Using the entries that follow, collect the lines where the word "grass" appears.

------------------------------------------------

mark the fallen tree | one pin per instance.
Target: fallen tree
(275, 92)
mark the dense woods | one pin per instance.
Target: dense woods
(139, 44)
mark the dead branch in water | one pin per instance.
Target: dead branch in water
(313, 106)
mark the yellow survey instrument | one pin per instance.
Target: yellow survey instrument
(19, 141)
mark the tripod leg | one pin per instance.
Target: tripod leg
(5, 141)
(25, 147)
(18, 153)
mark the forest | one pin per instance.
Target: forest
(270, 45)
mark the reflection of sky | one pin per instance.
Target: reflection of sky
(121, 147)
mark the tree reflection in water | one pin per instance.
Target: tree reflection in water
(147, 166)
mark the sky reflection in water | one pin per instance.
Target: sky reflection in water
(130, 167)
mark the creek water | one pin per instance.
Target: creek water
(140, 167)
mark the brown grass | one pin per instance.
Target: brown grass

------------------------------------------------

▸ WORKED SOLUTION
mark the brown grass | one pin per instance.
Target: brown grass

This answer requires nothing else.